> _READING TEXT_
═══
But contrary to the Enlightenment philosophers, for Marx the utopia was not to be obtained through evolution and development of reason, but through revolution of working class. The idea of revolution was not present in eighteen century before the experience of French revolution. Though it is sad that the Enlightenment prepared the ground for the revolt in France, works of eighteen century thinkers did not appeal to force or violent change. Marx shared the romantic vision of with socialist thinkers and activists supporting French strife. Moreover, unlike his eighteen century ancestors, Marx sought emancipation in proletariat – the working class of modernity. The Enlightenment was an age of intellectuals, giving special role to philosophers in the process of development of society [Szacki]. In eighteen century thought reason had the emancipatory force. Marx violent vision of revolution did not reserved place for intellectuals, though Marx was one of them. ….
═══
> _GIVEN REQUEST A_
Count the lines of the listing that contain the word "mountain", treating uppercase and lowercase as different, and reply with the number alone.
The text on Marx and the Enlightenment and the listing after it are unrelated.
═══
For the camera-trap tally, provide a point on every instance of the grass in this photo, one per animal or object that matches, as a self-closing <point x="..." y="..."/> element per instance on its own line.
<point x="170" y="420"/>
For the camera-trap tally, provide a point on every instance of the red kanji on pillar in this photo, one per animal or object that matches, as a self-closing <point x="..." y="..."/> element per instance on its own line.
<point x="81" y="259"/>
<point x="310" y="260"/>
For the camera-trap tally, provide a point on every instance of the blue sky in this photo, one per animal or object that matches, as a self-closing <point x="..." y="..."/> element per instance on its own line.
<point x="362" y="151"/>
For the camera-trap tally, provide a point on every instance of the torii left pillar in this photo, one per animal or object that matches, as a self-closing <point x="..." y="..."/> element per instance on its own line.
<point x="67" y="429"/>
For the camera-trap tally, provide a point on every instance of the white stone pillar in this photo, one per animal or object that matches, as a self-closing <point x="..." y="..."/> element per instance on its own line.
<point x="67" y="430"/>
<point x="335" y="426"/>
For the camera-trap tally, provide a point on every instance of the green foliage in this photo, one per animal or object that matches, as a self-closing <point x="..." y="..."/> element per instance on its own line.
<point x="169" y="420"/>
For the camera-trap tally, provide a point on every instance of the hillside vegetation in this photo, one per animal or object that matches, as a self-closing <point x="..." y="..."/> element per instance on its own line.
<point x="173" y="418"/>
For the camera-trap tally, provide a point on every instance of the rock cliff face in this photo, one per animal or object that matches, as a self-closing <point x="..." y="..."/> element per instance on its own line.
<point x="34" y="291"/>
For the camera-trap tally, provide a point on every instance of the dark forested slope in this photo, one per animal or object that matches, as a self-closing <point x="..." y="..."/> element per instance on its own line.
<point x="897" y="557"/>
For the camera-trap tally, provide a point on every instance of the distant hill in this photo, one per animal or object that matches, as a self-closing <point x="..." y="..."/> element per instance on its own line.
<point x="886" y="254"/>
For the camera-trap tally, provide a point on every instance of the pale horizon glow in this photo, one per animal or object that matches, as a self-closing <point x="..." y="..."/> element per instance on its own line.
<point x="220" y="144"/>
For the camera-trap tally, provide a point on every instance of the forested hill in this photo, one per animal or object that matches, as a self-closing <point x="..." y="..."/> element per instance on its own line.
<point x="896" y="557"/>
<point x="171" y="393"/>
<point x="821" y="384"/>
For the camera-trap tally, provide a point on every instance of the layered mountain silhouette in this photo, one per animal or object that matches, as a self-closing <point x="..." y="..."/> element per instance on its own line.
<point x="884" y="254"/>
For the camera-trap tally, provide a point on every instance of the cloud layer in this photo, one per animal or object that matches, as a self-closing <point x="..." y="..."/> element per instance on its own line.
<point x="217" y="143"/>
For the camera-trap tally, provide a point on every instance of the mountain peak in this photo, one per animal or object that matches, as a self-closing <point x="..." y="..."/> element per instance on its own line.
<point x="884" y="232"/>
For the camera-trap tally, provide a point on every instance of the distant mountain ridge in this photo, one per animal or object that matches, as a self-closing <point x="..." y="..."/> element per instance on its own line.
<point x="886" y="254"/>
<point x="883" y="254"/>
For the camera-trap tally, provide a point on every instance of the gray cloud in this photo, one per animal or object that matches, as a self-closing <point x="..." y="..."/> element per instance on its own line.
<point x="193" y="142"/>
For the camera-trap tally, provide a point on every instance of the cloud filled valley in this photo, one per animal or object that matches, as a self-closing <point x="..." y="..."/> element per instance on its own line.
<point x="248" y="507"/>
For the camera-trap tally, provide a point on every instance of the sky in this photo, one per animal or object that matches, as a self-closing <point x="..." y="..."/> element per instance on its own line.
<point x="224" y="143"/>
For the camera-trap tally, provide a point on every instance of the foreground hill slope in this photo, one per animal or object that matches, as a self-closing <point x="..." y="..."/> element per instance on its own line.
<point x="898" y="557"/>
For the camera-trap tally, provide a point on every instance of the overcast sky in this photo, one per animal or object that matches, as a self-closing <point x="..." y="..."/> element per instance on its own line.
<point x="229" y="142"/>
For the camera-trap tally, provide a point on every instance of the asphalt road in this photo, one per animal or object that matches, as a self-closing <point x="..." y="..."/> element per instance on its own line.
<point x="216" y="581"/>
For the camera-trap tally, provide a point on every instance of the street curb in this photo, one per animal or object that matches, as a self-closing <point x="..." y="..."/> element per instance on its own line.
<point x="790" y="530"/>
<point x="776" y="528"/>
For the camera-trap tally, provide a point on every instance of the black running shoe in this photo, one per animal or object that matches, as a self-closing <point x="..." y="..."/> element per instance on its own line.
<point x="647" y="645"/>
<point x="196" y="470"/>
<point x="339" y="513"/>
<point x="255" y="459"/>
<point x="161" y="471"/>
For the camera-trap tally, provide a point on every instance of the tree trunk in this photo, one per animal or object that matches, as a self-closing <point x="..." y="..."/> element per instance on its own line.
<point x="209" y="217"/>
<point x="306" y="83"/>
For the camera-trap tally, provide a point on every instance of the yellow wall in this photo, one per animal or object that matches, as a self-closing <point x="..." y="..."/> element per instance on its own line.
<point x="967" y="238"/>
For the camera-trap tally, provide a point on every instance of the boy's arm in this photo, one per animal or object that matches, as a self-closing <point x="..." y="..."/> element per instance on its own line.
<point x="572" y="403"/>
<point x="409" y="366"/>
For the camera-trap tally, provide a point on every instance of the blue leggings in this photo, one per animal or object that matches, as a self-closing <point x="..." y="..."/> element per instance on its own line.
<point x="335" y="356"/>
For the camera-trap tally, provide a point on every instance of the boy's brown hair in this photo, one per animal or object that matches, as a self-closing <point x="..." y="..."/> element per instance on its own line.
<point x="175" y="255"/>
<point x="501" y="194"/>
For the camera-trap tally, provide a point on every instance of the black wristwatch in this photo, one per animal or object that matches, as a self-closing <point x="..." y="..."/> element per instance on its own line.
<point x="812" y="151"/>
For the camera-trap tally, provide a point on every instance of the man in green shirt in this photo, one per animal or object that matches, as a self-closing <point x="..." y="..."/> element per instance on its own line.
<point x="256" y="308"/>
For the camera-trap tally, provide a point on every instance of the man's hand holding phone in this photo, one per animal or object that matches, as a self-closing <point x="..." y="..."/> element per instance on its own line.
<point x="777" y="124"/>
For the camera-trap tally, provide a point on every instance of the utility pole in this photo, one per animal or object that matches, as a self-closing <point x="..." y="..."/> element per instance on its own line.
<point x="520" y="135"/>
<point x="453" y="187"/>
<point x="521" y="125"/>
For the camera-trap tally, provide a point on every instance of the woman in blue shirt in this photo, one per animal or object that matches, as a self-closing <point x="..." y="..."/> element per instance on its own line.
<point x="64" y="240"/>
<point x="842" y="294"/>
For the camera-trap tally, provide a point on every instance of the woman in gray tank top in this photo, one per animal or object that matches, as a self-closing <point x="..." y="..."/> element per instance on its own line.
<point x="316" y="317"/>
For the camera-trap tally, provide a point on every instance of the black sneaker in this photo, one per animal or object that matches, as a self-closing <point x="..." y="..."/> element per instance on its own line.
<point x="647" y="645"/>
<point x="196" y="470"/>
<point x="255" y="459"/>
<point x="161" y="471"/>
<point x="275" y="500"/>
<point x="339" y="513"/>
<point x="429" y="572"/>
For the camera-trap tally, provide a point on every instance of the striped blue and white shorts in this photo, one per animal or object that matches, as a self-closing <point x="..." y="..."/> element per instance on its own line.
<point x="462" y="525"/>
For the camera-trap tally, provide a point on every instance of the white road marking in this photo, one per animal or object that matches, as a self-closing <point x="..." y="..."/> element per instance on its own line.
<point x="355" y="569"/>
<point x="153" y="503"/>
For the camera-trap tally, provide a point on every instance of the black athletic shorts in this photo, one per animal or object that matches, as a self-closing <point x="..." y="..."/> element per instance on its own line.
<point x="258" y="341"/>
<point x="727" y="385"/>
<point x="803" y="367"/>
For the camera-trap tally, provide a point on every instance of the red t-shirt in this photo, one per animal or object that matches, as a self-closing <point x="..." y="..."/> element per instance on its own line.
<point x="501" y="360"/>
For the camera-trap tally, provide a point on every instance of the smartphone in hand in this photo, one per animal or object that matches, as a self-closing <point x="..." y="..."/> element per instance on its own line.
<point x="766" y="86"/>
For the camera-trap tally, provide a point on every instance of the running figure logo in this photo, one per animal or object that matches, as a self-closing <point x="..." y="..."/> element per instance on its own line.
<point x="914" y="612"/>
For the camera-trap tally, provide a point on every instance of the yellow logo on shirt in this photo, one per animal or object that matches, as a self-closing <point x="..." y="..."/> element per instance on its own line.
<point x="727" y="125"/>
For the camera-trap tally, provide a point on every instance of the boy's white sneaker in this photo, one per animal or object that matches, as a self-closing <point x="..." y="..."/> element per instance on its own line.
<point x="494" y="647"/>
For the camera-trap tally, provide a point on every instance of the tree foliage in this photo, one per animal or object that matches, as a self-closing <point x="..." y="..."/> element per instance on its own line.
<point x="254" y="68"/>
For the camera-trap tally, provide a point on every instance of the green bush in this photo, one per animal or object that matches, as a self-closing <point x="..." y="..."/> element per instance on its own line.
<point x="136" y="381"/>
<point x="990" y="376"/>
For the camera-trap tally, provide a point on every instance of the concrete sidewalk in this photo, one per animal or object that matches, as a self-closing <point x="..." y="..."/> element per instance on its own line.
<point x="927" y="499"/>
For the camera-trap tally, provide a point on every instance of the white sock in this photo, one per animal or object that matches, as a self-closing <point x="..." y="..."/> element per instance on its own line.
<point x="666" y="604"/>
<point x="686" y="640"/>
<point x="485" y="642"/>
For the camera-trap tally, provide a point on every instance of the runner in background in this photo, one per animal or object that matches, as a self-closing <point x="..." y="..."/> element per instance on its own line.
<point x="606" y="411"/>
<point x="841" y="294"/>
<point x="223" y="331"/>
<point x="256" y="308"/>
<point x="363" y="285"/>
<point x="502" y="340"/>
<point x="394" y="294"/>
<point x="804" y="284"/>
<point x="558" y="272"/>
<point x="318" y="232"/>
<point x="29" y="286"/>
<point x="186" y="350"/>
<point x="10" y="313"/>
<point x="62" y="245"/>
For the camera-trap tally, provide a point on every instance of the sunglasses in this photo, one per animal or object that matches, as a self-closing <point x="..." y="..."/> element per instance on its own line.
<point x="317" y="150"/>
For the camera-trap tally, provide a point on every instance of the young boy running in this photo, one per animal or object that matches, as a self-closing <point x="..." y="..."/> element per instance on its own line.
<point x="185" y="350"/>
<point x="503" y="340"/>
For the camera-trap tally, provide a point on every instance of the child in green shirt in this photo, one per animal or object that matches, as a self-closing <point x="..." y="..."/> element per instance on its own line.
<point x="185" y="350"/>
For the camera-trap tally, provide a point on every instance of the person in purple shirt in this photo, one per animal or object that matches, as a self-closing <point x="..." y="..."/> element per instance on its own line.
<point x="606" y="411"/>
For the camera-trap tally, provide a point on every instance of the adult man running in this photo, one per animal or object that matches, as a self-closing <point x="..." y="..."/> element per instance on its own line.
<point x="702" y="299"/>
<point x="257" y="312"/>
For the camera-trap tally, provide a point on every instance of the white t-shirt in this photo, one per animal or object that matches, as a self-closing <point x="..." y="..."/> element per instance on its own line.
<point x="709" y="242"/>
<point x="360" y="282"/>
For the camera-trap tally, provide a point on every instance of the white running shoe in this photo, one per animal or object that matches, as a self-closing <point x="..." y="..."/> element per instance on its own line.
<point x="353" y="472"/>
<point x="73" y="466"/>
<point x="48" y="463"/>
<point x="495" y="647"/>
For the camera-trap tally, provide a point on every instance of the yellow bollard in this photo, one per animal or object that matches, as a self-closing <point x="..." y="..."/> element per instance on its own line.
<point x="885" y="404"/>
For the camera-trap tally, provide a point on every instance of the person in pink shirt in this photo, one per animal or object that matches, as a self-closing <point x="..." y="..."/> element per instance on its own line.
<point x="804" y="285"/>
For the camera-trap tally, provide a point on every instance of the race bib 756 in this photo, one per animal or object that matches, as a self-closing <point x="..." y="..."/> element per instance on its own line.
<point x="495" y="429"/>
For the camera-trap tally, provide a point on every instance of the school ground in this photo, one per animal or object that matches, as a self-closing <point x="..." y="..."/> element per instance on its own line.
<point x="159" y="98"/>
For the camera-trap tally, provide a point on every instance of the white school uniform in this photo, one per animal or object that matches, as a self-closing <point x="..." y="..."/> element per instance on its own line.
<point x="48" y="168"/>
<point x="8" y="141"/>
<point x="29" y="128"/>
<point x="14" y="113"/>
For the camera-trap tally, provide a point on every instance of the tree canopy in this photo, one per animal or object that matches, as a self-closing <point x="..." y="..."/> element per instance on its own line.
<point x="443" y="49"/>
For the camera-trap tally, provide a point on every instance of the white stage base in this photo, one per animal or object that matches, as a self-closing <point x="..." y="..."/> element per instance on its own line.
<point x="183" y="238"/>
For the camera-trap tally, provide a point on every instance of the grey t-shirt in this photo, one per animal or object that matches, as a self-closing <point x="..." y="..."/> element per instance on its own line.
═══
> _GIVEN REQUEST B_
According to the text on Marx and the Enlightenment, in which group did Marx seek emancipation?

> _RESPONSE A_
3

> _RESPONSE B_
The proletariat, the working class of modernity.